*Records supplied*.
- - - - - - -
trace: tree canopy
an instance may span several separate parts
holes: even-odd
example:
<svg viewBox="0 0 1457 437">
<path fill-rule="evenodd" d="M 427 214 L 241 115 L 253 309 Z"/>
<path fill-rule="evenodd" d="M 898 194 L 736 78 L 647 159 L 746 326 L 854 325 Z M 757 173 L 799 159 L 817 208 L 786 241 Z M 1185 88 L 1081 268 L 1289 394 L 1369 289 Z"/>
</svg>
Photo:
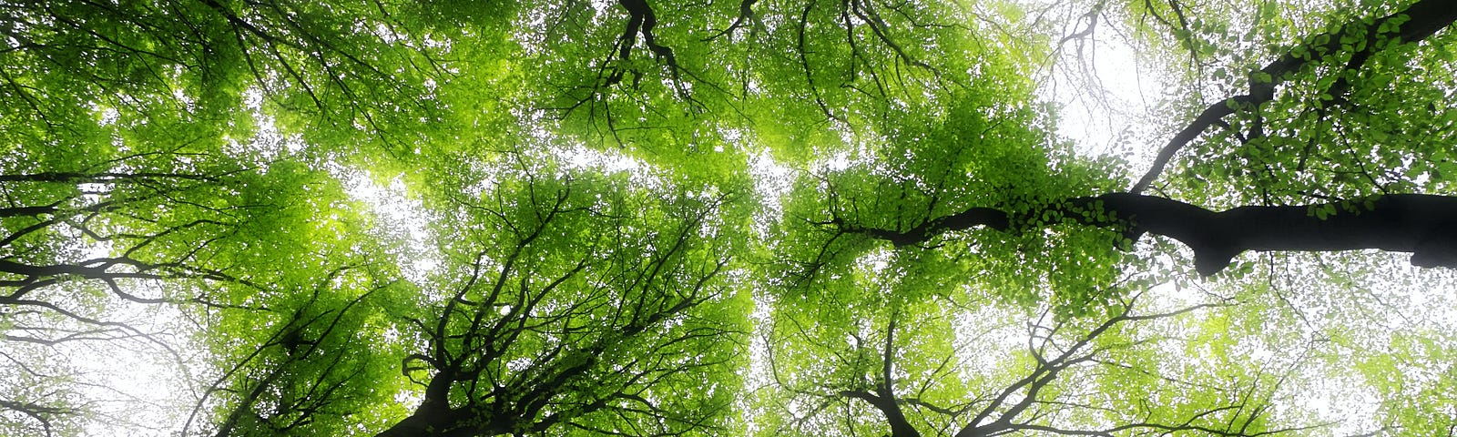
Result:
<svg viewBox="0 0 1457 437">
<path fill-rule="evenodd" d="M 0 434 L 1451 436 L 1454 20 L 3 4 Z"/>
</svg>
- - - - - - -
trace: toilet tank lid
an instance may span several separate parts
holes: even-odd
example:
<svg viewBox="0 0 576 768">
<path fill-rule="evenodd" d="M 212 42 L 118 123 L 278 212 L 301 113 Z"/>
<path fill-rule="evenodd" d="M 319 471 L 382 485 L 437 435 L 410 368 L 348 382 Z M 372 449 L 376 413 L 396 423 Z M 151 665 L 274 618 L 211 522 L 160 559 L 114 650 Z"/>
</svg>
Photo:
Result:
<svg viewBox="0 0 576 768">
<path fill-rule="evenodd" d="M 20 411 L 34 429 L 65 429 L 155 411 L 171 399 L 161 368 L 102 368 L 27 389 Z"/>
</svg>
- - - - - - -
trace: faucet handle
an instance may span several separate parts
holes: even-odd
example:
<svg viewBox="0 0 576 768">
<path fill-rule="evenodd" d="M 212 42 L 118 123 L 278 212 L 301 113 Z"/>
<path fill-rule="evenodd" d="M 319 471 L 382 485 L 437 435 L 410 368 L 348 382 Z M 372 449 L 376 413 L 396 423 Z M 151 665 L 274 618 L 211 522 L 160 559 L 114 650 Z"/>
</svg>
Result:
- - - - - - -
*Task details*.
Which lines above contain the string "evenodd", with uppercase and lowercase treated as different? Locate each such line and copy it out in full.

*Result of the task*.
<path fill-rule="evenodd" d="M 427 214 L 241 115 L 253 309 Z"/>
<path fill-rule="evenodd" d="M 898 194 L 736 78 L 647 159 L 746 326 L 854 325 Z M 757 173 L 799 159 L 817 208 L 786 241 Z M 1185 88 L 1081 268 L 1289 394 L 1369 289 Z"/>
<path fill-rule="evenodd" d="M 0 434 L 1451 436 L 1454 20 L 3 4 Z"/>
<path fill-rule="evenodd" d="M 212 42 L 118 123 L 278 212 L 301 113 Z"/>
<path fill-rule="evenodd" d="M 319 471 L 382 485 L 437 435 L 410 368 L 348 382 Z M 372 449 L 376 413 L 396 423 Z M 151 665 L 274 618 L 211 522 L 160 559 L 114 650 Z"/>
<path fill-rule="evenodd" d="M 20 411 L 34 429 L 65 429 L 155 411 L 171 399 L 161 368 L 102 368 L 27 389 Z"/>
<path fill-rule="evenodd" d="M 212 42 L 118 123 L 278 212 L 301 113 Z"/>
<path fill-rule="evenodd" d="M 319 471 L 382 485 L 437 435 L 410 368 L 348 382 Z M 372 449 L 376 413 L 396 423 Z M 151 665 L 274 618 L 211 522 L 160 559 L 114 650 Z"/>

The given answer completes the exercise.